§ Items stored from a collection

——————

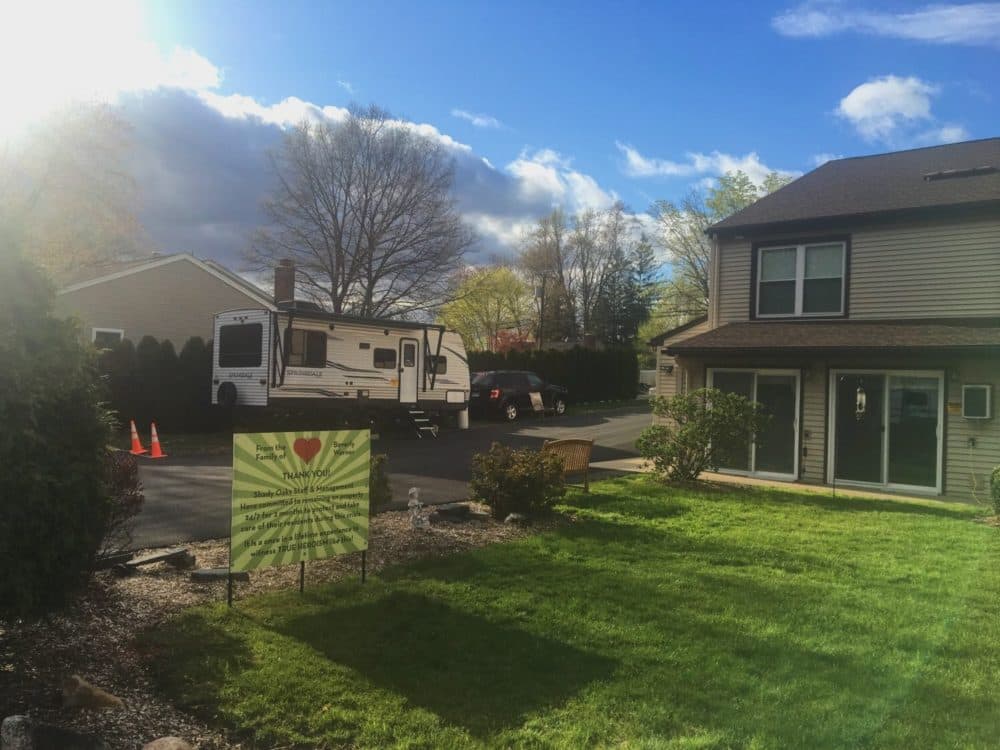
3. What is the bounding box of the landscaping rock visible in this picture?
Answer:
[142,737,194,750]
[0,716,107,750]
[0,715,35,750]
[429,503,472,523]
[164,550,197,570]
[125,547,191,568]
[191,568,250,583]
[94,552,134,570]
[34,724,108,750]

——————

§ Your instructions
Copy the text of every record above word for word, omitting the pictures.

§ Task solution
3. What is the bounding box of the landscaping rock visible in this picture?
Answer:
[142,737,194,750]
[0,716,107,750]
[0,715,35,750]
[429,503,472,523]
[164,550,197,570]
[125,547,191,568]
[191,568,250,583]
[94,552,134,570]
[34,724,108,750]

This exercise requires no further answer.